• RECORD EXCERPTS
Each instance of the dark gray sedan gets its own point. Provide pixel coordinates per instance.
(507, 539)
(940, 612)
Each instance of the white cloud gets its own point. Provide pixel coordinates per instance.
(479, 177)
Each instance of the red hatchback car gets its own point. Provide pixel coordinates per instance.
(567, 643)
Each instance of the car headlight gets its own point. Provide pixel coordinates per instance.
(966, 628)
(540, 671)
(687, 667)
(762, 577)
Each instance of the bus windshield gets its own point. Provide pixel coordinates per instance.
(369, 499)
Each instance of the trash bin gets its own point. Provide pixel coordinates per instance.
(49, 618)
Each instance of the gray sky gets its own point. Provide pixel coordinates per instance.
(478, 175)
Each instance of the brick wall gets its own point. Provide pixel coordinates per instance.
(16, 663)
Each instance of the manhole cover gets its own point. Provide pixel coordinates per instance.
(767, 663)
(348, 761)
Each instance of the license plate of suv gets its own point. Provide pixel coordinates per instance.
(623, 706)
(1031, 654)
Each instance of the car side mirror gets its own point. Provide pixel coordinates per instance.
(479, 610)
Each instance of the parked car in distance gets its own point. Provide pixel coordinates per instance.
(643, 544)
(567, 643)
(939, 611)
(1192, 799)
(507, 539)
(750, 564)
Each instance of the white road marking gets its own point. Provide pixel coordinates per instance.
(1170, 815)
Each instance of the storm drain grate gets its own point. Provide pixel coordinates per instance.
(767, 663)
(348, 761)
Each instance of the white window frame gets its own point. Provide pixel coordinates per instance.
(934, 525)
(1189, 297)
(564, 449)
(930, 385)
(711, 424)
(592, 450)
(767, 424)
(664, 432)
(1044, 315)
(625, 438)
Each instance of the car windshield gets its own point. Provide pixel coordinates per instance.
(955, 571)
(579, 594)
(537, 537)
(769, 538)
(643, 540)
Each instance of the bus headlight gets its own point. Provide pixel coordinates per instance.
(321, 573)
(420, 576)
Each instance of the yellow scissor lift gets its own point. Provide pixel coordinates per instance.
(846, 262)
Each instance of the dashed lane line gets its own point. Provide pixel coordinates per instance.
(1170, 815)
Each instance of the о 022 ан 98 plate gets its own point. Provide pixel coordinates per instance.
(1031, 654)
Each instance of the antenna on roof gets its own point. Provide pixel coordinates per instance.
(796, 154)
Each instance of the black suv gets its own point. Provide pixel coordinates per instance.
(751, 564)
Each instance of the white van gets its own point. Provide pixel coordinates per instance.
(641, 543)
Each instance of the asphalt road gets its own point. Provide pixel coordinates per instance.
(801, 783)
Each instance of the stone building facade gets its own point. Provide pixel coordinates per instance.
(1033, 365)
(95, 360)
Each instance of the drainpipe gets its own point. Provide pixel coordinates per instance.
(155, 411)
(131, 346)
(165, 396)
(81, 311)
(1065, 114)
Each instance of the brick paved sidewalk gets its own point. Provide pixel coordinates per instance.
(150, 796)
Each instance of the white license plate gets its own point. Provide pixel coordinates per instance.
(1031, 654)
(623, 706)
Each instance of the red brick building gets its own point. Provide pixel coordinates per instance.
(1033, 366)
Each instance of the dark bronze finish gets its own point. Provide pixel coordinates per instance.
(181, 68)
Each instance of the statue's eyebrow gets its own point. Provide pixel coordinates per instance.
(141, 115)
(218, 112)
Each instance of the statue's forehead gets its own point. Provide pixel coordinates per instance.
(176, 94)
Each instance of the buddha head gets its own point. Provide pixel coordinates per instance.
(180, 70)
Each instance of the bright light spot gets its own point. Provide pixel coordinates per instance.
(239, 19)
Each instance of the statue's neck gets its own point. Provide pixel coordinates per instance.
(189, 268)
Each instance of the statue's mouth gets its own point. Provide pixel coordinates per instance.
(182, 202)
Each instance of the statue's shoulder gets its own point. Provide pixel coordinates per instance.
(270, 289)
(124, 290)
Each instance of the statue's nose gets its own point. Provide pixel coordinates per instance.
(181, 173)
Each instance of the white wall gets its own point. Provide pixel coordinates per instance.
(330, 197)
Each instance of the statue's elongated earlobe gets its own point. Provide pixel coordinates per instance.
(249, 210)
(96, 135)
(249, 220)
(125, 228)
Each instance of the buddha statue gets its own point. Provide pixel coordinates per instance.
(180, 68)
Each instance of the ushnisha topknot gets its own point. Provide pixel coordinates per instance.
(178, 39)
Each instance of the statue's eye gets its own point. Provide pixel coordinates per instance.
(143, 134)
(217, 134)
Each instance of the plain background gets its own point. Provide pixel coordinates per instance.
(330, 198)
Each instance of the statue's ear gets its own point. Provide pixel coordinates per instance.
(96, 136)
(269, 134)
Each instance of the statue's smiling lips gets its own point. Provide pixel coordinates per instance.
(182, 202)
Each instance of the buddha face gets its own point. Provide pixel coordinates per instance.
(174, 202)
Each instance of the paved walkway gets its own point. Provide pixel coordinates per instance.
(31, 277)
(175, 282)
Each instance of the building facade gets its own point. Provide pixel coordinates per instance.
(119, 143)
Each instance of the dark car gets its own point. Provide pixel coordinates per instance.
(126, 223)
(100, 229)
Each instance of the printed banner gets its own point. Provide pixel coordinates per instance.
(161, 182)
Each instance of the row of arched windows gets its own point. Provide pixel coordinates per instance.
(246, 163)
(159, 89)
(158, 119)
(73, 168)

• TASK DIRECTIONS
Exactly reproduce every line of the records.

• EXERCISE RESULT
Each instance of the dark gray sedan gets its own point. Provide pixel coordinates per instance.
(507, 539)
(940, 612)
Each instance of the white cloud gets its own point. Provide pixel coordinates per instance.
(479, 177)
Each instance of the red hatchback car gets its own point. Provide pixel coordinates per instance.
(567, 643)
Each instance of the car headlight gets its own point. Provide pixel coordinates per instance.
(966, 628)
(540, 671)
(687, 667)
(762, 577)
Each instance of the bus windshield gets its own point. Provide pixel coordinates per instance.
(369, 499)
Each instance of the trash bin gets its own point. Provide pixel coordinates per instance.
(49, 618)
Each instance of the gray sky gets its own point. Provide pixel coordinates per instance.
(478, 175)
Each instance of the brick wall gets its own point. Provide pixel coordinates per instance.
(16, 663)
Each instance of the manhole cover gets its own point. Provide pixel coordinates per instance.
(767, 663)
(348, 761)
Each instance of the license plate of suv gets its own point. Provide pixel coordinates per instance.
(623, 706)
(1031, 654)
Each instance of the car side mirror gets its own point. Provide pixel coordinates per instance.
(479, 610)
Each instance of the parked car in distance gets its own point. Provide pixel coordinates per instance.
(643, 544)
(567, 643)
(939, 611)
(1192, 799)
(507, 539)
(750, 564)
Each instance of the white road marking gets its own point. Provide pixel coordinates per instance.
(1170, 815)
Each instance of the storm drain grate gets its own point. Provide pixel coordinates per instance.
(767, 663)
(348, 761)
Each instance of the white window frame gets its own point. Provide pixel coordinates per instance.
(934, 525)
(1189, 297)
(564, 449)
(930, 385)
(711, 424)
(592, 450)
(767, 424)
(664, 432)
(1044, 315)
(625, 438)
Each instance of the car windshield gets its own point. Provide pixel coordinates per instance.
(955, 571)
(579, 594)
(537, 537)
(769, 538)
(643, 540)
Each instance of the bus headlight gets its own point. Provide pixel coordinates per instance.
(321, 573)
(420, 576)
Each instance of the yellow scissor lift gets its own point. Provide pixel coordinates per instance.
(846, 262)
Each instance of the dashed lane line gets its own point. Provide pixel coordinates per instance.
(1170, 815)
Each instance of the о 022 ан 98 plate gets its own point. Provide pixel coordinates per instance.
(1031, 654)
Each instance of the antenna on roof gets its own point. Provide pixel coordinates per instance.
(796, 154)
Each instance of the black suv gets its own point. Provide pixel coordinates per instance.
(751, 564)
Each instance of the white van gets its own point. Provide pixel coordinates per instance.
(641, 543)
Each instance of the asphalt road gets its own point. Provide pixel coordinates per instance.
(801, 783)
Each instance of the stone building facade gets its own point. Provide pixel coordinates per instance.
(1033, 365)
(95, 360)
Each instance of the drainpipe gets its own point. Provide pixel coordinates per instance.
(155, 411)
(131, 346)
(165, 396)
(81, 311)
(1065, 114)
Each instance of the brick paved sidewalk gets its own point. Provide pixel coordinates per instance.
(150, 796)
Each instance of the white license plate gets its own point. Provide pixel coordinates per instance.
(1031, 654)
(623, 706)
Each instance of the red brick building gets its own point. Provide pixel coordinates per instance.
(1033, 366)
Each instance of the dark bronze finish gets its own point. Provide pixel coordinates per instance.
(181, 68)
Each instance of the statue's eyebrow gets its own point. Provide pixel coordinates per instance.
(141, 115)
(218, 112)
Each instance of the statue's forehead gets its own point. Provide pixel coordinates per instance.
(176, 94)
Each instance of the buddha head gets its own point. Provide pixel coordinates per instance.
(180, 70)
Each instance of the bright light spot gets its own point. Provide pixel coordinates per instance.
(239, 19)
Each instance of the statue's neck gets its own point. Provide pixel coordinates per instance.
(189, 268)
Each instance of the statue's mouth gets its own point. Provide pixel coordinates per instance.
(182, 202)
Each instance of the statue's shoulder gets its own point. Provide pixel coordinates per instance.
(270, 289)
(124, 290)
Each instance of the statue's nose gets its own point. Provide pixel coordinates per instance.
(181, 173)
Each instance of the white wall gets its own point. Provide pixel coordinates per instance.
(330, 197)
Each instance of the statue's elongated earlobe gets its own point. Provide pixel coordinates per instance.
(249, 210)
(96, 135)
(249, 220)
(125, 228)
Each instance of the buddha statue gets its own point. Provide pixel coordinates per instance.
(180, 68)
Each instance of the ushnisha topknot gets its own point. Provide pixel coordinates per instance.
(178, 39)
Each instance of the statue's eye gets its own point. Provide pixel coordinates per instance.
(143, 134)
(217, 134)
Each instance of the plain background gets its own point. Provide pixel coordinates per instance.
(330, 198)
Each instance of the statue's ear gets its own point. Provide pixel coordinates per instance.
(96, 136)
(269, 134)
Each instance of the statue's smiling lips gets its own point. Provide pixel coordinates per instance.
(182, 202)
Each instance of the buddha face gets its own point. Provide pixel coordinates per instance.
(174, 202)
Each instance of the paved walkway gets its own point. Provide pixel coordinates per instance.
(31, 277)
(175, 282)
Each instance of the building facade gets its own point. Provide pixel coordinates per instance.
(119, 143)
Each instance of the dark car gets its own point. Provide pixel coordinates per instance.
(126, 223)
(100, 229)
Each instance of the printed banner gets its own point. Provide pixel coordinates per instance.
(161, 182)
Each instance of the row of arched windows gets its own point. Provide pixel coordinates per instance.
(246, 163)
(159, 89)
(158, 119)
(73, 168)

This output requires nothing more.